# Directive
Count the lines in the rows below that contain the string "twig", treating uppercase and lowercase letters as different. Reply with the number alone.
___ Data supplied ___
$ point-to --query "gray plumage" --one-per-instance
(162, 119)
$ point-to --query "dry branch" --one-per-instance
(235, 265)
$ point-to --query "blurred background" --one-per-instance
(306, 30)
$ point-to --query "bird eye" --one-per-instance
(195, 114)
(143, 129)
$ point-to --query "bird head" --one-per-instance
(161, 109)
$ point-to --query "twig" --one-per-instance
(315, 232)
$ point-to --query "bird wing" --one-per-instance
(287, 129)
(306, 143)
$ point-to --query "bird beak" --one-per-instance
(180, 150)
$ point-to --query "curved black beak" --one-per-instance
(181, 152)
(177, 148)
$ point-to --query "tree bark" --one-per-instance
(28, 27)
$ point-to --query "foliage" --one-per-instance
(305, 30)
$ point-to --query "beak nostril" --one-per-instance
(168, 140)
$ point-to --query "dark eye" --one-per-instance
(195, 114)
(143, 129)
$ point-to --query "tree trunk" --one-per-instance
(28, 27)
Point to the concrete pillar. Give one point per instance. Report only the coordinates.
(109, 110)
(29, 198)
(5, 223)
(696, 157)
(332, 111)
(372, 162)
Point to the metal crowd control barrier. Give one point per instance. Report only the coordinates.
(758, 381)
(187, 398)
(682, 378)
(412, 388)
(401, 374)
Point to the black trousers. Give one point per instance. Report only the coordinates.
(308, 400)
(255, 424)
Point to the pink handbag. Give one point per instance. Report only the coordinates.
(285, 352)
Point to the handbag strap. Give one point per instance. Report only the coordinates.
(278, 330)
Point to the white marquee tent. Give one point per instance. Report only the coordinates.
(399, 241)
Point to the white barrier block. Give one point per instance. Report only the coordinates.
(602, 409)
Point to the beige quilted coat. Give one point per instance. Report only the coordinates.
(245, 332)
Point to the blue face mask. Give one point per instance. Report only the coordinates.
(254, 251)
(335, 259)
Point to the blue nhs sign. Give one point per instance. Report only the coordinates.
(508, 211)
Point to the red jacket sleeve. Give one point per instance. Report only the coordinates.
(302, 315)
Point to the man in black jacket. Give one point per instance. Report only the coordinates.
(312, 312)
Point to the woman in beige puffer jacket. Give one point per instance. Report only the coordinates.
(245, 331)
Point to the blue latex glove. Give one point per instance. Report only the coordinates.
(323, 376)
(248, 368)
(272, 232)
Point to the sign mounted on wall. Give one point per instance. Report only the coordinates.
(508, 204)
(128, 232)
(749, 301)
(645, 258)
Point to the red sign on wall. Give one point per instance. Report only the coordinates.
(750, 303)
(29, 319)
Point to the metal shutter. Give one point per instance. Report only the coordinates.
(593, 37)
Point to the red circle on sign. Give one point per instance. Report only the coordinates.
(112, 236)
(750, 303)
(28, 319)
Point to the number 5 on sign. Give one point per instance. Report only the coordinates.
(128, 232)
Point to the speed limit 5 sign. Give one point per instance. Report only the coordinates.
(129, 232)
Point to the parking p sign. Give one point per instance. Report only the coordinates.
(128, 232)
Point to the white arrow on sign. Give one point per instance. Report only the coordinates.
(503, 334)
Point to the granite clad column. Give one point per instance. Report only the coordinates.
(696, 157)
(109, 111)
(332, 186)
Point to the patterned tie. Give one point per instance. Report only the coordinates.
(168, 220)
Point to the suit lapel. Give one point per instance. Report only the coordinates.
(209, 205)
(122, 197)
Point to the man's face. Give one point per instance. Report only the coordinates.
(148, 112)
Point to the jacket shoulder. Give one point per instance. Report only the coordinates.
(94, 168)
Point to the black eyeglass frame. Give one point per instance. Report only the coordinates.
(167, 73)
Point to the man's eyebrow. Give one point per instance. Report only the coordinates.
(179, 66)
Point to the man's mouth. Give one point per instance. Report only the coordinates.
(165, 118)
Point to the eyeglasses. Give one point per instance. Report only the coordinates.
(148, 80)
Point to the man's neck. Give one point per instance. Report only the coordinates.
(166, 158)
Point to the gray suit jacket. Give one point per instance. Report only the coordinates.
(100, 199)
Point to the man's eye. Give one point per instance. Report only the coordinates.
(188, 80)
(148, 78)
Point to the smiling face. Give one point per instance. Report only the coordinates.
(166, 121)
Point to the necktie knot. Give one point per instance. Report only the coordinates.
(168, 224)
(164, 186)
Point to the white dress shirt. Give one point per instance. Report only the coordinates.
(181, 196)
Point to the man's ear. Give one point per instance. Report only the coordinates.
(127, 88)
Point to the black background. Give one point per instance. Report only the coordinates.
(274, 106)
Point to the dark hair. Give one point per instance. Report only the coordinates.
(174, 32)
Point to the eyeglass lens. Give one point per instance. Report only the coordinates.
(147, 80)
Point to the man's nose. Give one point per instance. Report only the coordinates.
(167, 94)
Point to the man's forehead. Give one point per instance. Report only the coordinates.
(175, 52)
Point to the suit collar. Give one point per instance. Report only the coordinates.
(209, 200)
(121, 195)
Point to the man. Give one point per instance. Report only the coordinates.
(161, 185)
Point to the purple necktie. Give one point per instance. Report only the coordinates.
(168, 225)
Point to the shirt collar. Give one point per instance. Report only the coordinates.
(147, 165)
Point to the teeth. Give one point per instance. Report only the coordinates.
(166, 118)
___
___ Data supplied ___
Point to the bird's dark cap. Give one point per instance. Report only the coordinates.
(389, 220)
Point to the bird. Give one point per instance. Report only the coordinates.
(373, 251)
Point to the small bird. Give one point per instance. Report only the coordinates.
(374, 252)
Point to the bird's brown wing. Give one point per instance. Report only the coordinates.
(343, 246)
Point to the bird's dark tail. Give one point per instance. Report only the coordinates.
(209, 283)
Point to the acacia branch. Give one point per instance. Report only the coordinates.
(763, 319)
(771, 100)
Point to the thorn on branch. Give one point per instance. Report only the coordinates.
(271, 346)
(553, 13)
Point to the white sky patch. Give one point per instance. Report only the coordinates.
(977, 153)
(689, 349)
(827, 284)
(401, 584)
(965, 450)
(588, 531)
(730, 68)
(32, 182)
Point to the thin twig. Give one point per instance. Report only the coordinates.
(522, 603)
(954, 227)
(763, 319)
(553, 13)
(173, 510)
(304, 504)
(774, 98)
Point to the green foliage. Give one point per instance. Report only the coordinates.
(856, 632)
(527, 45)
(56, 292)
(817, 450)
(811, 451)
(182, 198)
___
# Task output
2